CROCIFISSO-RISORTO CON NOI NELLA PANDEMIA

By Gabriele Cingolani
Pubblicato il 30 Novembre 2020

Gesù Cristo muore e risorge con noi in questa pandemia che sconvolge l’umanità. È morto anonimo negli ospedali e nelle case di riposo, trasportato nelle bare sui camion dell’esercito. Muore nel dolore dei colpiti dal virus, nella paura di chi sente sovrastare la minaccia, nelle ansie di chi perde il lavoro, nelle preoccupazioni per la situazione economica, nel turbamento psichico dinanzi alla precarietà del tutto. Risorge in chi morendo crede e soffrendo spera, in quanti si spendono nel curare i malati e vincere la malattia, in chi nel ministero o nella fraternità laica si adopera a portare conforto e trovare senso alla desolazione universale. Sorprende e rattrista che in tanto vociare di talk show e resoconti di cronaca e informazioni scientifiche, scarsamente risuona un messaggio sul valore del dolore vissuto con dignità e anche con amore, e sul destino delle vite recise. Eppure “per combattere questa pandemia possiamo mettere in campo, e lo faremo, tutte le risorse materiali, tecniche e scientifiche possibili, ma senza riscoprire e usare quelle spirituali sarà tutto inutile” (A. D’Avenia, Corriere della Sera, 30.3.20, 29).

> COMPITO DA SVOLGERE:
Rispondi per favore a queste domande sul testo, numerando le risposte allo stesso modo:
1. In quale data è stato pubblicato il testo?
2. Su quali mezzi, secondo il testo, venivano trasportate le bare?
3. Da quale giornale è tratta la citazione che chiude il testo?

[Dati di puntamento per espressioni referenziali]
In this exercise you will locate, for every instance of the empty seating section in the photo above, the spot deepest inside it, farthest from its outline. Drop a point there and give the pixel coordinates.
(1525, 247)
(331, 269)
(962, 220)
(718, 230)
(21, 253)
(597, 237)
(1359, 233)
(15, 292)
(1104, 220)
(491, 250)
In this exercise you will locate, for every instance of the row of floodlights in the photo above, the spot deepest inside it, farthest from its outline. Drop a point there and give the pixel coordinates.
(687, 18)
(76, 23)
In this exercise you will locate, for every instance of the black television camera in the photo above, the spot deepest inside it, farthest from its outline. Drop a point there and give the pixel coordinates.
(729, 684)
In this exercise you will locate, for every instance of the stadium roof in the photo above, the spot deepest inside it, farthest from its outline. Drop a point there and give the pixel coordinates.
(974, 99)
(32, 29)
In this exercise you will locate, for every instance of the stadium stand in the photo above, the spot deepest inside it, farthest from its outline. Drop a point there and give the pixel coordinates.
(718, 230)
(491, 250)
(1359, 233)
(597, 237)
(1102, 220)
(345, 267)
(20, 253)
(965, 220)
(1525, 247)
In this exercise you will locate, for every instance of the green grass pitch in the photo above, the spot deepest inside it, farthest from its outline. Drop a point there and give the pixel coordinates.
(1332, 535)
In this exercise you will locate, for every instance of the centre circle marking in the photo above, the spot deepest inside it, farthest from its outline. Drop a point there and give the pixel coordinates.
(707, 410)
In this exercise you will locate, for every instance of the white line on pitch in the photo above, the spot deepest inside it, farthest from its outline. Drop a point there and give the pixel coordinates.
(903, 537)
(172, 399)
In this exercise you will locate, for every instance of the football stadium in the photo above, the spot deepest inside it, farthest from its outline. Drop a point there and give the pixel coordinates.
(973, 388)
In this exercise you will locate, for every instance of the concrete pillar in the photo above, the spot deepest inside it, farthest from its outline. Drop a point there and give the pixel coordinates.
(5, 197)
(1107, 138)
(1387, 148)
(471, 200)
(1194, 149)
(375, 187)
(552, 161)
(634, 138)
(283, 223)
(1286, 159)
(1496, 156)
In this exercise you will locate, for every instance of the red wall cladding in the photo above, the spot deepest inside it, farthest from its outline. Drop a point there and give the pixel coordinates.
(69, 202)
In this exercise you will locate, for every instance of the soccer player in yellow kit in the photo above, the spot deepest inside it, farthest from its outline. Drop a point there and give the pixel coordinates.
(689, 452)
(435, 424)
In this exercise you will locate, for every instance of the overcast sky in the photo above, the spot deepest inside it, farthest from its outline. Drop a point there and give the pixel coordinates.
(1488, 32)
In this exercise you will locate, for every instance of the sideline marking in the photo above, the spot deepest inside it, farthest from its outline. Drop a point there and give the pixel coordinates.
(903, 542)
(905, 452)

> RISPOSTA AL COMPITO:
1. Il 30 novembre 2020.
2. Sui camion dell'esercito.
3. Dal Corriere della Sera.